Written problem 1:
In the Bigfoot essay excerpt, rewrite the passage from "--Excerpt from Michael" to "ash in 1980.", substituting "inn" for "lodge".
Written problem 2:
According to the Bigfoot essay excerpt, what jobs did Chuck Bolsinger hold with the U.S. Forest Service?
Written problem 3:
Write the next part of the Bigfoot essay excerpt, picking up right after its final sentence.

Provided text:
★ ★ ★ ★ ★ ★ ★
--Excerpt from Michael McLeod
Chuck Bolsinger wrote an essay about Bigfoot, spurred by his outdoor experiences while working as a forester and plant ecologist for the U.S. Forest Service. Chuck begins his essay with a story about Harry Truman, the character who owned and operated the lodge at the base of Mt. St. Helens for many years until the mountain blew its top and buried him and the lodge under a hundred feet of molten rock and ash in 1980.
A few years before the 1980 eruption of Mount St. Helens, I worked on a timber-cruising crew near that mountain. We stayed in a barn-like 'lodge,' and ate at a nearby diner. During breakfast one morning, Harry R. Truman, who owned Mount St. Helens Lodge on Spirit Lake, came in. He was wearing an ancient raincoat and the same wrinkled cap he wore years later when he told a cameraman, a helicopter pilot, and the world, he'd never leave his mountain, days before it blew.
Nodding to the diner's proprietor, he poured himself some coffee and came to our booth. "You fellas must be the timber cruisers," he said. He'd obviously had his morning whiskey. "There's something you boys should know. A Big Hairy Guy hangs out in these woods. Someday you'll be taping a tree, and a shadow'll fall on you, and there he'll be. He'll know your fixin' to log his forest, and he'll be mad, and you'll be in trouble." He sipped his coffee. "I can show you scratch marks ten feet high where he tried to get in my barn. I know when he's around by the smell. Whew! But my cats warn me before he gets that's close. They go crazy! Eddie, my wife, won't go out at night at all. The Big Hairy Guy's passed up many chances to get me, 'cause he knows I'm on his side. You boys, though..." He shook his head, sipped coffee.
★ ★ ★ ★ ★ ★ ★
Given records:
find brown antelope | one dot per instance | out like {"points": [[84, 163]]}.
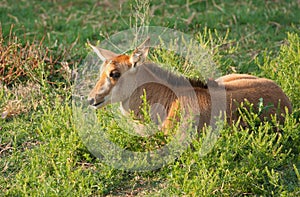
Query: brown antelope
{"points": [[125, 78]]}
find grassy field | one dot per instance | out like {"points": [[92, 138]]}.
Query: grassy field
{"points": [[41, 152]]}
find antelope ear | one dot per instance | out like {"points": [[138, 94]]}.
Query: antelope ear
{"points": [[140, 54], [103, 54]]}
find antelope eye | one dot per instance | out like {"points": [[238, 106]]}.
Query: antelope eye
{"points": [[115, 74]]}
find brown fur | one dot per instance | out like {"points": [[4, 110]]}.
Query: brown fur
{"points": [[173, 92]]}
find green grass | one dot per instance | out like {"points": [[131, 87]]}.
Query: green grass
{"points": [[41, 151]]}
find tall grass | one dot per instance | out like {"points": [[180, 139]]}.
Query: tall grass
{"points": [[41, 150]]}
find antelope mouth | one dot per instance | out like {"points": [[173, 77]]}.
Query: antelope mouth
{"points": [[98, 105]]}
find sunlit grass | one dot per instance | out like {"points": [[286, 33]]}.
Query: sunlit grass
{"points": [[41, 150]]}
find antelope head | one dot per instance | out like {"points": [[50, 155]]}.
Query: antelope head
{"points": [[116, 70]]}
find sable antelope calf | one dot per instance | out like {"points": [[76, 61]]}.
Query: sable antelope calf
{"points": [[125, 78]]}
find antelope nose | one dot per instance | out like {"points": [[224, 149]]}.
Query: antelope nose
{"points": [[91, 101]]}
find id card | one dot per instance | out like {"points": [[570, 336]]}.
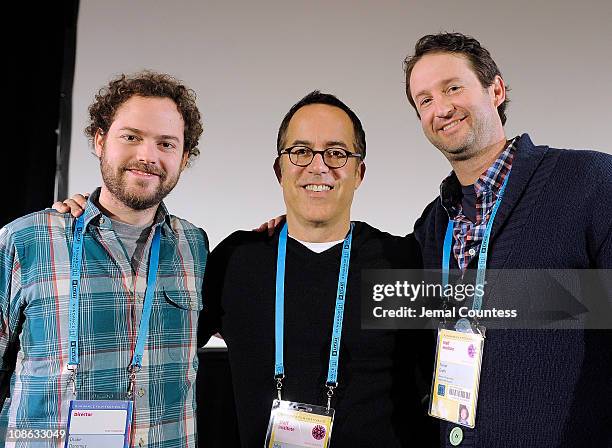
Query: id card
{"points": [[296, 425], [96, 423], [454, 391]]}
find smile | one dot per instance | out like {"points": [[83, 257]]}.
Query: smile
{"points": [[452, 124], [142, 173], [313, 187]]}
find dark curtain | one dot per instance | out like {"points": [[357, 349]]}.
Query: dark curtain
{"points": [[39, 73]]}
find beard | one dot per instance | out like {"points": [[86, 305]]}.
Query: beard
{"points": [[476, 138], [136, 196]]}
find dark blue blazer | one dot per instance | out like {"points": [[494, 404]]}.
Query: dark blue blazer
{"points": [[542, 388]]}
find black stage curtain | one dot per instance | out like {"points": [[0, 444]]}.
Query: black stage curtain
{"points": [[39, 73]]}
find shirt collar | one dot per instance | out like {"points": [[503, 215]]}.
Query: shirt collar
{"points": [[491, 180], [94, 216]]}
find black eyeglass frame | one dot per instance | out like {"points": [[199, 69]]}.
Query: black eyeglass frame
{"points": [[322, 152]]}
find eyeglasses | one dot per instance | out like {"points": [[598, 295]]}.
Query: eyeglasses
{"points": [[332, 157]]}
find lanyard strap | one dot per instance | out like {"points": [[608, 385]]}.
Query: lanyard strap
{"points": [[483, 252], [75, 286], [334, 352]]}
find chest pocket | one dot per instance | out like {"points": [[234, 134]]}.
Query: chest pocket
{"points": [[178, 313]]}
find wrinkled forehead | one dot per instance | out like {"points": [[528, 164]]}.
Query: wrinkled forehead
{"points": [[437, 69], [319, 126], [150, 115]]}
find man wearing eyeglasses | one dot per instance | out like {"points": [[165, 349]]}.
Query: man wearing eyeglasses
{"points": [[321, 150]]}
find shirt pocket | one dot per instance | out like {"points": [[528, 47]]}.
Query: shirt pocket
{"points": [[179, 310]]}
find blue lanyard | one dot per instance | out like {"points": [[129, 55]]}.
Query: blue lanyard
{"points": [[334, 351], [75, 283], [483, 252]]}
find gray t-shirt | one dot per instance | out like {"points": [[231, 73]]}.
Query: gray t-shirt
{"points": [[134, 241]]}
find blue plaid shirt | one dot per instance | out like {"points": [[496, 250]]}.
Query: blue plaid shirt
{"points": [[467, 235], [35, 253]]}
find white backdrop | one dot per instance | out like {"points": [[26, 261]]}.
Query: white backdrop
{"points": [[250, 61]]}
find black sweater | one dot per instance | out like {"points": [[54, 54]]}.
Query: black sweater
{"points": [[542, 388], [377, 402]]}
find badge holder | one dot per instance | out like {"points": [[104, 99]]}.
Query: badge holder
{"points": [[454, 391], [100, 418], [294, 425]]}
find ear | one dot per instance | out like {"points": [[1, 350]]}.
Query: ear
{"points": [[99, 140], [277, 170], [360, 174], [498, 90], [184, 160]]}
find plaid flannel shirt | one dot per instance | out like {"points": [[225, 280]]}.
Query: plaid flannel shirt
{"points": [[467, 235], [35, 253]]}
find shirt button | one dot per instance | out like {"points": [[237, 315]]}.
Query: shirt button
{"points": [[456, 436]]}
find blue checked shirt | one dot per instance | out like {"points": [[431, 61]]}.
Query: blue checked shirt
{"points": [[35, 254], [467, 235]]}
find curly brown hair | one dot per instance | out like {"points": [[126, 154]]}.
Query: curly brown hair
{"points": [[146, 84]]}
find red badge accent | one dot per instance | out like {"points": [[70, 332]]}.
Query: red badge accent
{"points": [[318, 432]]}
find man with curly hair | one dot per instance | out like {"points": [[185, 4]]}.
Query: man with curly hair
{"points": [[121, 324]]}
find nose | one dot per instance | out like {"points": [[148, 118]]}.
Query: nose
{"points": [[443, 107], [147, 152], [317, 166]]}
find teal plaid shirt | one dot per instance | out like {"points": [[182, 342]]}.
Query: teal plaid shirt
{"points": [[35, 254]]}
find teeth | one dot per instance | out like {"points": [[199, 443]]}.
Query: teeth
{"points": [[318, 187], [451, 125], [143, 173]]}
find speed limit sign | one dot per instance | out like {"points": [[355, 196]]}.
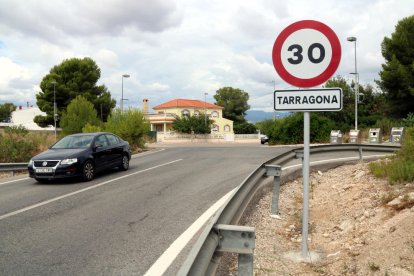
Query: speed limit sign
{"points": [[306, 53]]}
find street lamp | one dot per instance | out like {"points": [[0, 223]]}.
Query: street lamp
{"points": [[353, 39], [205, 107], [122, 92], [54, 105]]}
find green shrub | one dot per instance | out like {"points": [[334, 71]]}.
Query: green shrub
{"points": [[15, 146], [78, 113], [409, 121], [386, 125], [130, 125], [91, 128], [401, 167]]}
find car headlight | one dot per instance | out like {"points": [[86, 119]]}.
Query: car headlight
{"points": [[69, 161]]}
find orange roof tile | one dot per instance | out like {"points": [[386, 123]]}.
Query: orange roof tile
{"points": [[187, 103]]}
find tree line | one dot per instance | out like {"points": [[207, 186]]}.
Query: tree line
{"points": [[73, 84]]}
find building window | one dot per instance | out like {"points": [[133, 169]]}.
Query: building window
{"points": [[185, 113]]}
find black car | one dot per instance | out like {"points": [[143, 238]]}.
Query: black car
{"points": [[264, 139], [81, 155]]}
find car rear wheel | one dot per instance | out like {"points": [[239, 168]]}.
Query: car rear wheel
{"points": [[88, 172], [125, 163]]}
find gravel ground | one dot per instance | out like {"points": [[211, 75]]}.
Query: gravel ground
{"points": [[358, 225]]}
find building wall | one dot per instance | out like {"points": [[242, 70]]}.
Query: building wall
{"points": [[221, 125]]}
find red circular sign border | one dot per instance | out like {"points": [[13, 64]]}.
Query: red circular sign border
{"points": [[325, 75]]}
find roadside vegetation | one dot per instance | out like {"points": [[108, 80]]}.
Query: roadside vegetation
{"points": [[399, 168]]}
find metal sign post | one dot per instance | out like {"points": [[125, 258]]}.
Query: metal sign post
{"points": [[306, 54], [305, 172]]}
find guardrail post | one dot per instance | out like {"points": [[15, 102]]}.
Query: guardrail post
{"points": [[238, 239], [276, 172]]}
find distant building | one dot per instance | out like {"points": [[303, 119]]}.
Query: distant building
{"points": [[24, 117], [165, 114]]}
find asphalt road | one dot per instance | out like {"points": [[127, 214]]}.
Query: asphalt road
{"points": [[121, 222]]}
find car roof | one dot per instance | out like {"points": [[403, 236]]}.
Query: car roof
{"points": [[90, 133]]}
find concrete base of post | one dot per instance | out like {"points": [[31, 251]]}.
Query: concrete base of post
{"points": [[296, 256], [276, 217]]}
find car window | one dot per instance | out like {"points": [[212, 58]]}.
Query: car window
{"points": [[101, 140], [74, 142], [113, 140]]}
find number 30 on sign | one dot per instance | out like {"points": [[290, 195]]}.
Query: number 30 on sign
★ ★ ★ ★ ★ ★ ★
Right answer 1:
--Excerpt from Michael McLeod
Chuck Bolsinger wrote an essay about Bigfoot, spurred by his outdoor experiences while working as a forester and plant ecologist for the U.S. Forest Service. Chuck begins his essay with a story about Harry Truman, the character who owned and operated the inn at the base of Mt. St. Helens for many years until the mountain blew its top and buried him and the inn under a hundred feet of molten rock and ash in 1980.

Right answer 2:
He worked as a forester and plant ecologist.

Right answer 3:
Truman was saying he didn't like our being there (I couldn't blame him), while ostensibly warning us about Bigfoot, or Sasquatch, as some Native Americans call the legendary creature. We considered ourselves duly advised on both counts. In weeks of beating the brush, we saw no sign of the "Big Hairy Guy," though in that mysterious forest of shadowy glens and hulking, mossy trees, believing in such a creature wouldn't have been much of a stretch...
For more than a century, Bigfoot "sightings" have been reported all over the Northwest. In 1890 railroad workers in British Columbia supposedly captured a rock-throwing apelike creature called "Jacko," who escaped before anyone photographed him.
Several "sightings" have been hoaxes, such as those engineered by Ray L. Wallace, who fessed up before he died three years ago. Though his faked footprints and films were amateurish, many believed they were authentic. His biohoax, built on a legend already in place, was not the first involving a cryptid ("hidden animal"), creature of unproven existence. Yeti of the Himalayas and Nessie of Scotland's Loch Ness are examples. They lend themselves to biohoaxes because their existence is physically possible, and for reasons that might be termed romantic or psychological, people want to believe they exist. Former cryptids include gorillas (discovered in 1847), giant pandas (1869), Komodo dragons (1912), and giant geckos (1984).
A rumor had it that a Bigfoot was shot and secretly buried so "enviros" wouldn't find out and demand Bigfoot refuges with connecting BFRs (Bigfoot runways), a mountain myth no less incredible than many. But it's interesting to speculate the ramifications of a confirmed Bigfoot discovery. Personally, I'd like to celebrate by taking the discoverer to breakfast at the diner where I met Harry R. Truman. Of course the eatery is buried under millions of tons of volcanic debris, as is, apparently, Harry, and perhaps—who knows—his "Big Hairy Guy."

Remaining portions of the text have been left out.